In the listing below, report every line that contains the string "bench". Matching is case-sensitive, so the capitalization must be the same.

________________________________________

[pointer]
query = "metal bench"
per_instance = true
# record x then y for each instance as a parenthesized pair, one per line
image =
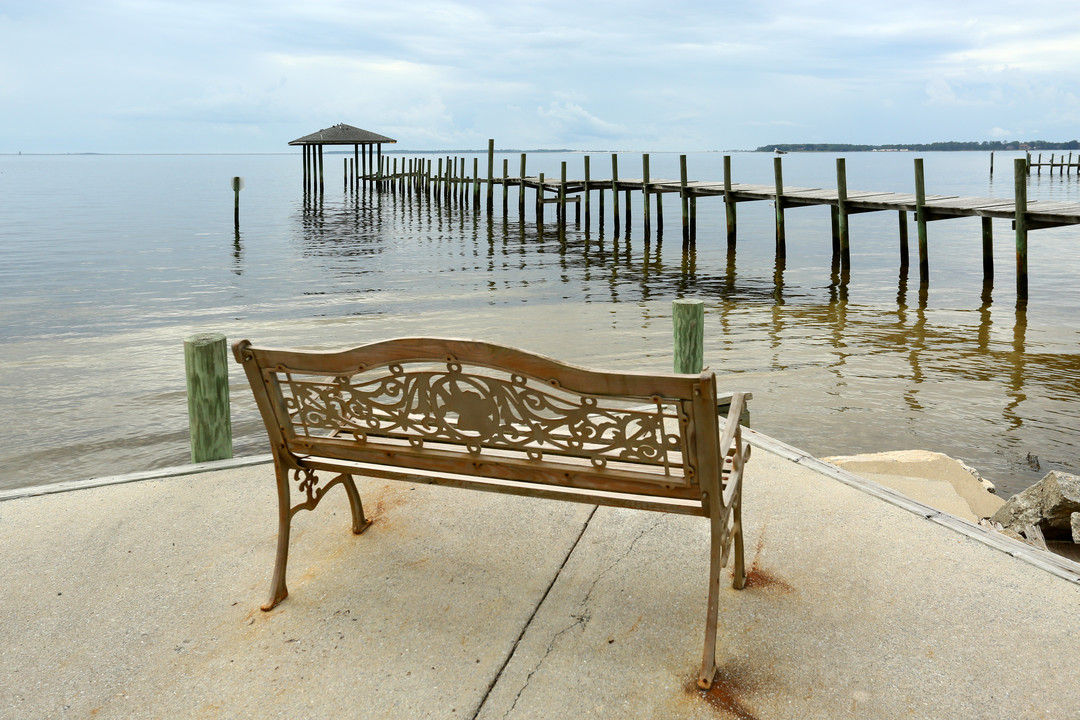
(474, 415)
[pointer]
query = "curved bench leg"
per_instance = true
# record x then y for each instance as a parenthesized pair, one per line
(359, 521)
(278, 589)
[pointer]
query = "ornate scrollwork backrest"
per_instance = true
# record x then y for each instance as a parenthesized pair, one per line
(435, 405)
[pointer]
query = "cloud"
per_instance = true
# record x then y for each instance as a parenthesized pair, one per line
(575, 122)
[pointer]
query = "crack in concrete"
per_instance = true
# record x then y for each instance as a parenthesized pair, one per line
(528, 622)
(580, 620)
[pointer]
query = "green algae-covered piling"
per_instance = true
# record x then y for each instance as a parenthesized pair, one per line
(1020, 182)
(688, 323)
(206, 367)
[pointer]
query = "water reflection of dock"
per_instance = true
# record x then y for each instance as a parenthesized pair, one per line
(449, 177)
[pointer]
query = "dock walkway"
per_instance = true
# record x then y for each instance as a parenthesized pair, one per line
(140, 600)
(451, 179)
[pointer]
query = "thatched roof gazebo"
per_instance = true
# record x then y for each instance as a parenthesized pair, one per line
(342, 134)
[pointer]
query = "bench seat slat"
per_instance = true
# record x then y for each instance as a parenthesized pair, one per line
(500, 464)
(666, 504)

________________________________________

### Answer to this task
query = "metal bench"
query = "curved bench leg"
query = "bench seat slat"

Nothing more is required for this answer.